Items from a data source:
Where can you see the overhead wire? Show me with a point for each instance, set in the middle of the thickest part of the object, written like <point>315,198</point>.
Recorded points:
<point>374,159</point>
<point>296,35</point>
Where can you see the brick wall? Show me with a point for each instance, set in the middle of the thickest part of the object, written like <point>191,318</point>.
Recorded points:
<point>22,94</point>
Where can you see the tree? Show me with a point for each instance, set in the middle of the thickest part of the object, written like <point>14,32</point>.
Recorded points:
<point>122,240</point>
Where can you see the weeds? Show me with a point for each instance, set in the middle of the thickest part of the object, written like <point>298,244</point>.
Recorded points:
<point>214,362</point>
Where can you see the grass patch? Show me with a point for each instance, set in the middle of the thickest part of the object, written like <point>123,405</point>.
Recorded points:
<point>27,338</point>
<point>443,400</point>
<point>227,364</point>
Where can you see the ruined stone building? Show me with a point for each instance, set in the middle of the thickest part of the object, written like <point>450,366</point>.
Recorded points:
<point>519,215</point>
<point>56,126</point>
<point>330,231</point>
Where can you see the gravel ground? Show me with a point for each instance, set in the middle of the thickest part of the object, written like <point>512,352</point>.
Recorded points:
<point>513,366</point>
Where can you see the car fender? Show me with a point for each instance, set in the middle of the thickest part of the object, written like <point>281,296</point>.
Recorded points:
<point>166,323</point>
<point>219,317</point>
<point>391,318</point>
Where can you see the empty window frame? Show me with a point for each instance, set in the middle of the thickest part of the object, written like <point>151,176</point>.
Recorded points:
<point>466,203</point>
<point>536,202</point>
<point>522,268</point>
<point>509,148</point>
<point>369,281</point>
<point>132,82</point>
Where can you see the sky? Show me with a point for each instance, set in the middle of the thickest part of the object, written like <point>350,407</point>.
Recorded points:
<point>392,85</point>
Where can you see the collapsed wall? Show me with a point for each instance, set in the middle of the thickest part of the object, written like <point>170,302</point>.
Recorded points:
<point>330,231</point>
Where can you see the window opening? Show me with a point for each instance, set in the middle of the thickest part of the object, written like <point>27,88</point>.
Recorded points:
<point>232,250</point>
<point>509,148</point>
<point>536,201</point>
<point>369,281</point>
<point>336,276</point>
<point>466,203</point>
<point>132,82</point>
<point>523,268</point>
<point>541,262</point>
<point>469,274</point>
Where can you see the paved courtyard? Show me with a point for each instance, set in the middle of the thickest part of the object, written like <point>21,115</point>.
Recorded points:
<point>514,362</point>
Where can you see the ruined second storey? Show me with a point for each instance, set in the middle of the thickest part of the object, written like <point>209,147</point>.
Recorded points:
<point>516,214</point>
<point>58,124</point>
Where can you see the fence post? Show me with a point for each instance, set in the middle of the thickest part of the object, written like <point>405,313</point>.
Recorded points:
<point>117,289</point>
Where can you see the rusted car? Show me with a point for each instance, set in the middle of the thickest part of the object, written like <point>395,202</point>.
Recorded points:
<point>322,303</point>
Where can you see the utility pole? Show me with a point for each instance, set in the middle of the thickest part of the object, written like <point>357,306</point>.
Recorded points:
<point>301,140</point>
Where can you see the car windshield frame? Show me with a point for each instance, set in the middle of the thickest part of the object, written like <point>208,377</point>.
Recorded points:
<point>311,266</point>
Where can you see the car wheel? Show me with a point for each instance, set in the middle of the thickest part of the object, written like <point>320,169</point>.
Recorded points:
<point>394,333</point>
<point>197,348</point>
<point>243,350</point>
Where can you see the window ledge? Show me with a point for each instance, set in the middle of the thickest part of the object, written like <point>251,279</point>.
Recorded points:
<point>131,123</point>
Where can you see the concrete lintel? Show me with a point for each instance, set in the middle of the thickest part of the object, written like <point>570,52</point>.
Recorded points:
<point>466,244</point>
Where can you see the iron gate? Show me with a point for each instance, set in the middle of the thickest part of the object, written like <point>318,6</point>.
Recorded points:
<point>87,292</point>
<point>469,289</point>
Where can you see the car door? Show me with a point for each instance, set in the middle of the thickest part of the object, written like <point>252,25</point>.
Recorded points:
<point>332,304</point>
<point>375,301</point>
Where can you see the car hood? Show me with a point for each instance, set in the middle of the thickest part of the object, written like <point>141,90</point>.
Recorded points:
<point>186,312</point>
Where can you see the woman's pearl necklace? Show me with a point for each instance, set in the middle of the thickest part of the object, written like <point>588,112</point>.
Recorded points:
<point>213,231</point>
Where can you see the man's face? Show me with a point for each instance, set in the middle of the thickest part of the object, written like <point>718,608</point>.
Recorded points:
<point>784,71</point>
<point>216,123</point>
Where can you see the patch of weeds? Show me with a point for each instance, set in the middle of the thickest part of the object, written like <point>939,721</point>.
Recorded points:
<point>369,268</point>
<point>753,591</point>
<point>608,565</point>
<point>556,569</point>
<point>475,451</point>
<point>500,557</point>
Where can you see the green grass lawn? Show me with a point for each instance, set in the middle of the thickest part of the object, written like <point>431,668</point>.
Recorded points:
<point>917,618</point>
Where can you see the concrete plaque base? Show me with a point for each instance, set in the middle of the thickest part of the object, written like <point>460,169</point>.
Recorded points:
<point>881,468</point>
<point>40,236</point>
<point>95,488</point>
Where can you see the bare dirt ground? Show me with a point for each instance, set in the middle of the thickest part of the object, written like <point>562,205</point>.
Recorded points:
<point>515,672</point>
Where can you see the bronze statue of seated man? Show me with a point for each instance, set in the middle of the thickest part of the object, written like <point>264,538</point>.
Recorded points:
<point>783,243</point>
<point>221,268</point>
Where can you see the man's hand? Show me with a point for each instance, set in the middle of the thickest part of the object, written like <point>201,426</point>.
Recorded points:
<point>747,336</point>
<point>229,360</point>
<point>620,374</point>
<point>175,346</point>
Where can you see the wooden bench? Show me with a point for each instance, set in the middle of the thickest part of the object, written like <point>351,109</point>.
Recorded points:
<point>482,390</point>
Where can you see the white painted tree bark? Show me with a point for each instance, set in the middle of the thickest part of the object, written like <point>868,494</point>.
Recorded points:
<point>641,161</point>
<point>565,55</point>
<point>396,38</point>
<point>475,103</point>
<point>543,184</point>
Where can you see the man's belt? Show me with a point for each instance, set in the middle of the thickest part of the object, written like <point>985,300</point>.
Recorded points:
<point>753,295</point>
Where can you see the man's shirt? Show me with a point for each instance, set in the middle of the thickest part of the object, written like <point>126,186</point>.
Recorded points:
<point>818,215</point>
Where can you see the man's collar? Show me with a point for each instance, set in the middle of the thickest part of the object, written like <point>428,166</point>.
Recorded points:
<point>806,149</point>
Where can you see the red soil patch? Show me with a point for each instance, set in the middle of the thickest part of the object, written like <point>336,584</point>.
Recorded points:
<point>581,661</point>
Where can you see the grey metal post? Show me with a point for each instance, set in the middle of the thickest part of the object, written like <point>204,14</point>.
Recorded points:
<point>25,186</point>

◆ Exercise goal: Would you copy every line of the entries that includes the word "ruined"?

◆ Answer:
Where can you see the ruined stone building? Show me with a point for each instance, set in the middle of the thickest part of the object, written like <point>450,366</point>.
Where can you see the ruined second storey? Show me with a point for each instance, set in the middle of the thickest part of the object, written like <point>209,147</point>.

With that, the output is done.